- _Sobre a tarefa_: Reproduza sem nenhuma alteração as linhas da listagem, começando pela linha que contém "Can you see the grassy" e seguindo até a linha que contém "Can you see the cluster", ambas incluídas.
····················
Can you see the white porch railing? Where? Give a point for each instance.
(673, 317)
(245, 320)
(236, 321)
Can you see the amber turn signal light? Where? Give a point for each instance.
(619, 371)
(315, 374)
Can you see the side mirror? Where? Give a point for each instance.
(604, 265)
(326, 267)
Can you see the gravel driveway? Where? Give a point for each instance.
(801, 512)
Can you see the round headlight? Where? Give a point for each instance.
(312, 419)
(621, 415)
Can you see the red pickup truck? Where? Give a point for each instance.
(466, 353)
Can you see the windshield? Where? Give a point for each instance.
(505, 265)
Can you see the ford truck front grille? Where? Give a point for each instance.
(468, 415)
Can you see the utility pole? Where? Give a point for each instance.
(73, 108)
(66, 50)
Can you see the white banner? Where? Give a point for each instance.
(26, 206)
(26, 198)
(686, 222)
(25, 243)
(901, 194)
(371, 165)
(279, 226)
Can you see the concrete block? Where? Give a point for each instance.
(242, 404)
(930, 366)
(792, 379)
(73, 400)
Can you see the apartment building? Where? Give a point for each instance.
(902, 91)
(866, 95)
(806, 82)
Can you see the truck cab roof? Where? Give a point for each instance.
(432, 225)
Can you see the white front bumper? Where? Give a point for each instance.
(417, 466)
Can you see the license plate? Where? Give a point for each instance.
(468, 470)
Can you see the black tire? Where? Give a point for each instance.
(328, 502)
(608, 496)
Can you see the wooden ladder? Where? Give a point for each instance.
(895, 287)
····················
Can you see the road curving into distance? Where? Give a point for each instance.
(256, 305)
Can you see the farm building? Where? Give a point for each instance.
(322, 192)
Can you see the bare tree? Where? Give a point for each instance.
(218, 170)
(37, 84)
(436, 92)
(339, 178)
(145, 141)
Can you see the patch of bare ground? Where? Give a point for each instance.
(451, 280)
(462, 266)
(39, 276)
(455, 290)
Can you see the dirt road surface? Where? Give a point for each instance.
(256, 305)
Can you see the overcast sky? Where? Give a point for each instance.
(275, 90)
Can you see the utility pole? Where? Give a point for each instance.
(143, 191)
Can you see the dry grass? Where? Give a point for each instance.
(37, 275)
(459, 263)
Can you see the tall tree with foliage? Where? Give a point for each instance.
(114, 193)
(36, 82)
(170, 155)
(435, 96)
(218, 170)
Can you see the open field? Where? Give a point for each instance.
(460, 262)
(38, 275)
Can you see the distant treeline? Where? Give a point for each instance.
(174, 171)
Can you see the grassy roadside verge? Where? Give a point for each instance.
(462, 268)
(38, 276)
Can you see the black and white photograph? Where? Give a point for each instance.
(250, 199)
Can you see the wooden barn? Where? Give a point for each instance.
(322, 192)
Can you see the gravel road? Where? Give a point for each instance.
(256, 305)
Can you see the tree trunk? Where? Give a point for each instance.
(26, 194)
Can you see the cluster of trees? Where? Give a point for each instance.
····················
- _Resposta ao exercício_:
Can you see the grassy roadside verge? Where? Give a point for each instance.
(462, 268)
(38, 276)
Can you see the black and white photograph? Where? Give a point for each instance.
(250, 199)
Can you see the wooden barn? Where? Give a point for each instance.
(322, 192)
Can you see the gravel road? Where? Give a point for each instance.
(256, 305)
Can you see the tree trunk? Where? Give a point for each instance.
(26, 194)
Can you see the cluster of trees? Where? Give a point for each instance.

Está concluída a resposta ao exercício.